━━━━━ Excerpt
Cannonball Tree – Couroupita guianensis (Lecythidaceae) – Singapore Botanical Gardens

Filmed on location at the Singapore Botanical Gardens on Nov 22nd 2016. The cannonball tree (Couroupita guianensis) from the Lecythidaceae (Brazil nut family) family is native to Neotropical forests. Its flowers are adapted for bat pollination possibly from an ancestral state of euglossine bee pollination. Here far away from its natural home, the flowers are being visited by stingless Meliponini bees. The flowers produce impressive levels of fragrance but yield no nectar. Therefore the reward for its visitors comes in the form of a special type of pollen that are actually sterile. The way male part of the flowers (Androecium) arranged are unique to the Brazil nut family. Fertile pollen bearing stamens are arranged in a ring on the upper part of the Pacman-shaped flowers. The infertile stamens forming the jaw of the Pacman are dark red turning yellow at their tips. The fertile pollen are deposited to the upper body part of the pollinators which include Xylocopid bees. You can see a variation of the same theme in a Xylocopid bee – passionflower interaction in the short video below.
━━━━━━━━━━
━━━━━ Listed entries
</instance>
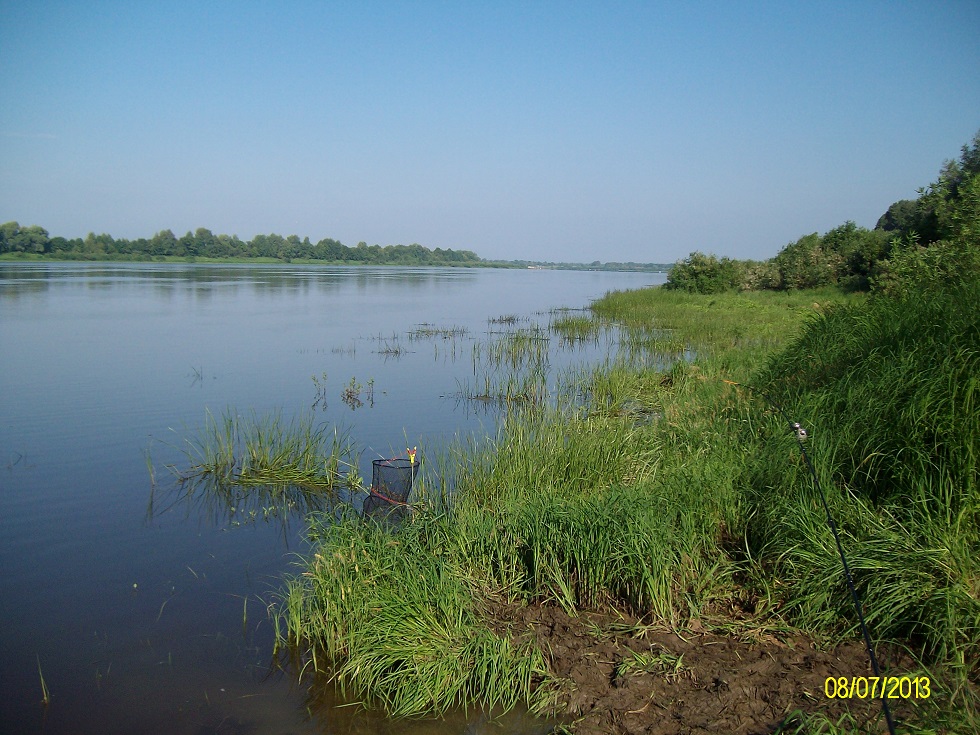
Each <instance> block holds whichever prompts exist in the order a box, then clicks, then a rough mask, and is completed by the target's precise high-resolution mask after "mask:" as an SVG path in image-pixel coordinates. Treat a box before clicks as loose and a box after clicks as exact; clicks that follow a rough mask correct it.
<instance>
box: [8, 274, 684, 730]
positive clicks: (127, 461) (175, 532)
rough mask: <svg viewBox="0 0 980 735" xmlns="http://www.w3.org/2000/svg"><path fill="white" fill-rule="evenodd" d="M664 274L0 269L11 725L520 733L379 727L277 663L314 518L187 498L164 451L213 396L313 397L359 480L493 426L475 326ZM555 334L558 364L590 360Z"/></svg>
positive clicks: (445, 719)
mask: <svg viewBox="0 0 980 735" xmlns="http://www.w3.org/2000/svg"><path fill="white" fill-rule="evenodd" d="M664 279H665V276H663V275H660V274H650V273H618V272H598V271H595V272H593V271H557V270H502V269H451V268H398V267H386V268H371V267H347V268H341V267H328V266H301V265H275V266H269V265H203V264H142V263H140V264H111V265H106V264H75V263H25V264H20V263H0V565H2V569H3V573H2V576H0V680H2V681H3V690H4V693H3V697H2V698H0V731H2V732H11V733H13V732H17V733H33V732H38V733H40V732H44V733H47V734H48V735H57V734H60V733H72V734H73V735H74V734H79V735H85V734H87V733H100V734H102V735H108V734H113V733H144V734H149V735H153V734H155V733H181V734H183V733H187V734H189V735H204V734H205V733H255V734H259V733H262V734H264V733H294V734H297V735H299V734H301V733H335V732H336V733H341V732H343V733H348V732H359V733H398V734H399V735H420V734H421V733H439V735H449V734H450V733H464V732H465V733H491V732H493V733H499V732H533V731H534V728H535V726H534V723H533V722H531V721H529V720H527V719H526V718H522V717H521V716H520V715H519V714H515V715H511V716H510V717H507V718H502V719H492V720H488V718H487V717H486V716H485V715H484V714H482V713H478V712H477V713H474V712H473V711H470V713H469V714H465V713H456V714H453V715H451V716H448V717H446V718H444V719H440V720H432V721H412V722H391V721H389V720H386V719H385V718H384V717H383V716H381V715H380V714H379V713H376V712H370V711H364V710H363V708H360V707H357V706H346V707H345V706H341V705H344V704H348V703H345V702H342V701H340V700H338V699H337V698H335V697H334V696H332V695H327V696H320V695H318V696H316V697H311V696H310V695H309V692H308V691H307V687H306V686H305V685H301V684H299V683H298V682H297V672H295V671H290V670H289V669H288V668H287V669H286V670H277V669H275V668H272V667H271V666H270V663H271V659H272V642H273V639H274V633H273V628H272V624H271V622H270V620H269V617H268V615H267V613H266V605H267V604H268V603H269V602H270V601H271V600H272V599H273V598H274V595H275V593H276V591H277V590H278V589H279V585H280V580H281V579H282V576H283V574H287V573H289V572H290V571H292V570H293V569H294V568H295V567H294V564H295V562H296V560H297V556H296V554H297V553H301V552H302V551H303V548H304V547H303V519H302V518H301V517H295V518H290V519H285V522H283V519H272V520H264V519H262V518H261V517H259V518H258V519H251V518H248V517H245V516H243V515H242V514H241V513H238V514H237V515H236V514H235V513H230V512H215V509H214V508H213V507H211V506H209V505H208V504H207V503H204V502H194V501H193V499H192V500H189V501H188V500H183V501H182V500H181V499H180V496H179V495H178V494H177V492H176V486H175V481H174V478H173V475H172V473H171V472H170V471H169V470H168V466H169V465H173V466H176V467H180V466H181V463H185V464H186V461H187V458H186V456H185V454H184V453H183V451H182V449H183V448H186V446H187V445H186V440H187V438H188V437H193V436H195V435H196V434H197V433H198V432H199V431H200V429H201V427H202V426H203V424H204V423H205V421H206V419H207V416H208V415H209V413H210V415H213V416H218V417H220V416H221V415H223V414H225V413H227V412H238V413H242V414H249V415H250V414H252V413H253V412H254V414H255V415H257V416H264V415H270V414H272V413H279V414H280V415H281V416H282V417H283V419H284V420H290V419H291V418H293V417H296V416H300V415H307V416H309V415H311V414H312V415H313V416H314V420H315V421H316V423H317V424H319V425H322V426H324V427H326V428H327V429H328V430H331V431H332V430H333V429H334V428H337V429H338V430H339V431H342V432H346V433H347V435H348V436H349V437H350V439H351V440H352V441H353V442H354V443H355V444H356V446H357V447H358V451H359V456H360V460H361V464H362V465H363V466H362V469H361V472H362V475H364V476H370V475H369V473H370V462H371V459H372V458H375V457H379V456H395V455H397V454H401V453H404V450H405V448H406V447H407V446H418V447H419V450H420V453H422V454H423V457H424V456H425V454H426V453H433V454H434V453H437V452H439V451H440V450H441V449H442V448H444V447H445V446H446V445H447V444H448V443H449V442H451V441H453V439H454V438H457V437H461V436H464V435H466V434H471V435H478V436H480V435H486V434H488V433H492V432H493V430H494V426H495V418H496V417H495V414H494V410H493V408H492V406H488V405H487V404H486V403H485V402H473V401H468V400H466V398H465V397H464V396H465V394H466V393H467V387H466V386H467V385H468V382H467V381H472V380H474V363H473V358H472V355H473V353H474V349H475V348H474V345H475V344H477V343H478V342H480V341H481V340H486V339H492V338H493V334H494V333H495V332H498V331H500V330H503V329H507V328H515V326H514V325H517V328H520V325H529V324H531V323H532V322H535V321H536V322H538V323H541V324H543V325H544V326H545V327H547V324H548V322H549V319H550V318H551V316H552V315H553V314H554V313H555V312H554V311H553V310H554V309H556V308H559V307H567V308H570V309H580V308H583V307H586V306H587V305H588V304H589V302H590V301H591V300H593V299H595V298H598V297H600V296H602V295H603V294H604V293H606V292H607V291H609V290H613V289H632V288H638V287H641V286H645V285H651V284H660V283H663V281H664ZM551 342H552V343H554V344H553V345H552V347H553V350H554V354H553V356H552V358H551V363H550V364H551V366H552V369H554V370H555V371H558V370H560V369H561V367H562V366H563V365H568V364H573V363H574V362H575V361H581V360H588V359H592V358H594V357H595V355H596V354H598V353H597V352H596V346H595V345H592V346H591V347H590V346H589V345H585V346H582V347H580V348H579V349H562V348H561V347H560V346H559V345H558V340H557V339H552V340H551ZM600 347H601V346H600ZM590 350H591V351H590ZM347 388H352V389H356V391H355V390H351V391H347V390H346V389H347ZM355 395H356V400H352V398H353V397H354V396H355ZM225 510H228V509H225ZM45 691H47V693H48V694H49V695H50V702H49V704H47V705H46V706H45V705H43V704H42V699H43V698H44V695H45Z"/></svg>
━━━━━━━━━━
*Questions to answer*.
a: Answer these questions using the cannonball tree text:
(i) On what date was the footage filmed?
(ii) Which insects are visiting the flowers at the Singapore Botanical Gardens?
(iii) What color are the infertile stamens that form the jaw of the flower?
b: Write what comes next in the cannonball tree text, starting after its final sentence.

*Responses to the tasks*.
a:
(i) Nov 22nd 2016
(ii) Stingless Meliponini bees
(iii) Dark red, turning yellow at their tips

b:
The unusually large fruits are considered as a relic adaptation evolved before the extinction of the Pleistocene megafauna. Today many mammals can still break open the hard shell of these fruits and ingest seeds inside the pulp serving as seed dispersers. To be considered as a megafaunal fruit presence of fleshy pulp is a prerequisite. Since the fruit pulp produced by the members of the Lecythidaceae family is not fleshy it does not fit in the dispersal syndrome associated with megafauna.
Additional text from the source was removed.